Exercise input =>
## Start
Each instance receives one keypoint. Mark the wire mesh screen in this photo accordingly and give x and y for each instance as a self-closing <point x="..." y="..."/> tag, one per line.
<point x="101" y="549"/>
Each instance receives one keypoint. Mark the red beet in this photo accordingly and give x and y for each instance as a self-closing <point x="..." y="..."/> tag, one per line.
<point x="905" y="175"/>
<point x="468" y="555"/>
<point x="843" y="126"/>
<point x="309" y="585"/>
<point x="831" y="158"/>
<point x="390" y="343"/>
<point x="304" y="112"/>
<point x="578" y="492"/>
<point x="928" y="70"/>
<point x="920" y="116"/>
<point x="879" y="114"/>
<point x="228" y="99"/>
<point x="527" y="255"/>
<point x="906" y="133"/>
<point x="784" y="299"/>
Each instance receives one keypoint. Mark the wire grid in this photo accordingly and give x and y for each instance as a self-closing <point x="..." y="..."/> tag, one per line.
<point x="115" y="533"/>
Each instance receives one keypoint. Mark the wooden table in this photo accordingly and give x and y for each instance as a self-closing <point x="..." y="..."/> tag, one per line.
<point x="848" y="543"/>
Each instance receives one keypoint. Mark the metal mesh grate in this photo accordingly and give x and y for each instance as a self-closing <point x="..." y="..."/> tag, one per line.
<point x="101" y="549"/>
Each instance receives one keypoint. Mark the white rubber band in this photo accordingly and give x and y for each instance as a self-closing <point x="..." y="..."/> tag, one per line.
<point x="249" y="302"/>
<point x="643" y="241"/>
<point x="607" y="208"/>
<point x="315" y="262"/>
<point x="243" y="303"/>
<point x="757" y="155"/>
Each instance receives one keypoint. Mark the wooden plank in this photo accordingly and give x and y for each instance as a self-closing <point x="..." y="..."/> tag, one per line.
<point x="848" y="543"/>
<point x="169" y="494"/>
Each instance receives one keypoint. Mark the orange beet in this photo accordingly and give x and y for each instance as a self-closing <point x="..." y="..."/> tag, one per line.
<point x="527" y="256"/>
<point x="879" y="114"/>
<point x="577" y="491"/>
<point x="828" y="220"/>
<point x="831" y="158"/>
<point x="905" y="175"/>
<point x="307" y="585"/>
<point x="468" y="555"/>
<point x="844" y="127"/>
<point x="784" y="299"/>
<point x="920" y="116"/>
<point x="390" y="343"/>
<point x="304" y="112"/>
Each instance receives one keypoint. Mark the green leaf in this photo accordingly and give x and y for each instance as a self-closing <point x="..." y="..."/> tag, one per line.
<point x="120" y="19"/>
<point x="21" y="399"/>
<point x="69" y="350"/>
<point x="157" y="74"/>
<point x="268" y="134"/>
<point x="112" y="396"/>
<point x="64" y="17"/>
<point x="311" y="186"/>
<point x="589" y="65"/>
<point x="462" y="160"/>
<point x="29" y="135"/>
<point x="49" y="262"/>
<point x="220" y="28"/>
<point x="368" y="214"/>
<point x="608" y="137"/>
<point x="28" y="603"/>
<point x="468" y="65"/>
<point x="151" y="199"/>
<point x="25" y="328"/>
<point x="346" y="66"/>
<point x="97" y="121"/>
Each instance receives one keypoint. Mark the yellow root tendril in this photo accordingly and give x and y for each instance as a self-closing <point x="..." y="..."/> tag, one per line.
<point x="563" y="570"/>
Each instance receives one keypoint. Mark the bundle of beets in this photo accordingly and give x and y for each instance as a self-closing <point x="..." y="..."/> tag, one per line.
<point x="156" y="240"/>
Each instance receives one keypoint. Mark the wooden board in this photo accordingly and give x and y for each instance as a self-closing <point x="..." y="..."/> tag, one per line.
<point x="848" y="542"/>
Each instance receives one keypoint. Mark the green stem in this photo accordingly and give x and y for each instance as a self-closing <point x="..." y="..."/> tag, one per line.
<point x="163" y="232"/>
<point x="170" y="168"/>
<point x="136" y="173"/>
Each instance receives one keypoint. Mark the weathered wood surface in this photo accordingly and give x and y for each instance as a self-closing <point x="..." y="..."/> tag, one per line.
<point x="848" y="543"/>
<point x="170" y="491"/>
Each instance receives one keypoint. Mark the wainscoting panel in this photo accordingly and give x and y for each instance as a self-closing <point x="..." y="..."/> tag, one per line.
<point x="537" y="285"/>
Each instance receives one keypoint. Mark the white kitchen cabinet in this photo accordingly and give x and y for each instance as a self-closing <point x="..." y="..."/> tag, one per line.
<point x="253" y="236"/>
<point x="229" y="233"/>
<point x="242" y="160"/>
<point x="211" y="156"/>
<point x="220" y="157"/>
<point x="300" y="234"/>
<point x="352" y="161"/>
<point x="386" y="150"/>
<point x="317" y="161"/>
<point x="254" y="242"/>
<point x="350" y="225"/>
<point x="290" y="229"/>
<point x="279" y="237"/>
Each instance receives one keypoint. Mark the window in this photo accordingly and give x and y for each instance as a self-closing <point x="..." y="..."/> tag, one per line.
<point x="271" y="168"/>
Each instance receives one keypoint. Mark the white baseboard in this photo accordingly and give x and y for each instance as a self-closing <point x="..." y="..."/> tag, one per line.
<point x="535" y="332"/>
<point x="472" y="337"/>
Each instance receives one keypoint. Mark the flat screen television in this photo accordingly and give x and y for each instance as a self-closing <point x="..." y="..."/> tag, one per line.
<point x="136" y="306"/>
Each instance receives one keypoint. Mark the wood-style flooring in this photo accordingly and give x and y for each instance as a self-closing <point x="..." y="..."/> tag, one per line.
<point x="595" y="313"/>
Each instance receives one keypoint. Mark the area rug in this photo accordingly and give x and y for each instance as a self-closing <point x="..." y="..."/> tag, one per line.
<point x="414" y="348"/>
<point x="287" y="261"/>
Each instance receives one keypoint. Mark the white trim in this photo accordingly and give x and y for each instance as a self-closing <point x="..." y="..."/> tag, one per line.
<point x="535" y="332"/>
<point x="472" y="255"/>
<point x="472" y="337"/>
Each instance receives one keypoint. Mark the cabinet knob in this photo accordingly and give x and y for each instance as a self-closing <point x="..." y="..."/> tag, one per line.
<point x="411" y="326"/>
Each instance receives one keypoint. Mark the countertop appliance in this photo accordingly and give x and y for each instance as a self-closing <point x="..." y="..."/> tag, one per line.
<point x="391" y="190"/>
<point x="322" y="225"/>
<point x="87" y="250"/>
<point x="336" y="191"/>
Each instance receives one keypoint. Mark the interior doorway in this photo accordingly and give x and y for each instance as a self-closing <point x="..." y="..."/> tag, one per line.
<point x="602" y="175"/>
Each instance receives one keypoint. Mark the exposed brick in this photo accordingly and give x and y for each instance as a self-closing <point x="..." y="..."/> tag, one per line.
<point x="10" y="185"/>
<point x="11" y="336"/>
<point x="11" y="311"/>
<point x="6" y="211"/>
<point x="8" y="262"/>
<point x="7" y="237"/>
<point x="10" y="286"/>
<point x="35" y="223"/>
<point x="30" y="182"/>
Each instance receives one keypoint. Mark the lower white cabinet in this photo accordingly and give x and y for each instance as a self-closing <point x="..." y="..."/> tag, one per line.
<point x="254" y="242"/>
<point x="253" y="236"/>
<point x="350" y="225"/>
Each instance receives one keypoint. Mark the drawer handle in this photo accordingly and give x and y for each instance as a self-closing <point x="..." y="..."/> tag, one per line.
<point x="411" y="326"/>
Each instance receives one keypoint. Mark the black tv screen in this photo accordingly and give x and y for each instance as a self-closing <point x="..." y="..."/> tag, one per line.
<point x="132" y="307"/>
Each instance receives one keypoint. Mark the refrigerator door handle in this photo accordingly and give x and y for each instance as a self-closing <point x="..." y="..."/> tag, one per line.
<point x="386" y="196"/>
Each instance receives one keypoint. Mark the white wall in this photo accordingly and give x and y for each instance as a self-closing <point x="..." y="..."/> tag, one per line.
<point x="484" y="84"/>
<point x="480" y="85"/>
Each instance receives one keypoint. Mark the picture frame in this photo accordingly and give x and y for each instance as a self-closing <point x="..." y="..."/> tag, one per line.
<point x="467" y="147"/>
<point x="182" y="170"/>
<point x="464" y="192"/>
## End
Request => Reproduce the listing above exactly from the line containing "Each instance receives one keypoint. Mark the exposed" through its last line, with both of those lines included.

Answer to the problem =>
Each instance receives one keypoint. Mark the exposed brick in this photo accordingly and give x and y for each instance as a self-closing <point x="..." y="..."/> tag, one per line.
<point x="10" y="185"/>
<point x="11" y="336"/>
<point x="11" y="311"/>
<point x="6" y="211"/>
<point x="8" y="262"/>
<point x="7" y="237"/>
<point x="10" y="286"/>
<point x="35" y="223"/>
<point x="30" y="182"/>
Each instance receives one keypoint. Mark the lower white cabinet in this photo accordingly and give x and y for each instance as a self-closing <point x="..." y="..."/> tag, one per line.
<point x="254" y="242"/>
<point x="253" y="236"/>
<point x="350" y="225"/>
Each instance receives one keypoint. Mark the drawer handle in this photo accordingly and give x and y for each instance as a self-closing <point x="..." y="..."/> tag, one per line.
<point x="411" y="326"/>
Each instance receives one keypoint. Mark the black tv screen in this photo accordingly and give x and y for each instance as a self-closing <point x="..." y="..."/> tag, one per line.
<point x="132" y="307"/>
Each instance receives one keypoint. Mark the refrigerator door handle in this photo accordingly and give x and y for each instance as a self-closing <point x="..." y="..."/> tag, one per line.
<point x="386" y="196"/>
Each instance receives one keypoint. Mark the white wall in this photo accordingly and give x and y for each instance as a self-closing <point x="..." y="..."/> tag, one per line.
<point x="484" y="84"/>
<point x="480" y="85"/>
Each instance receives one keypoint. Mark the picture frame in this photo accordingly and give x and y for each instance as a self-closing <point x="..." y="..."/> tag, one per line.
<point x="467" y="147"/>
<point x="182" y="170"/>
<point x="464" y="192"/>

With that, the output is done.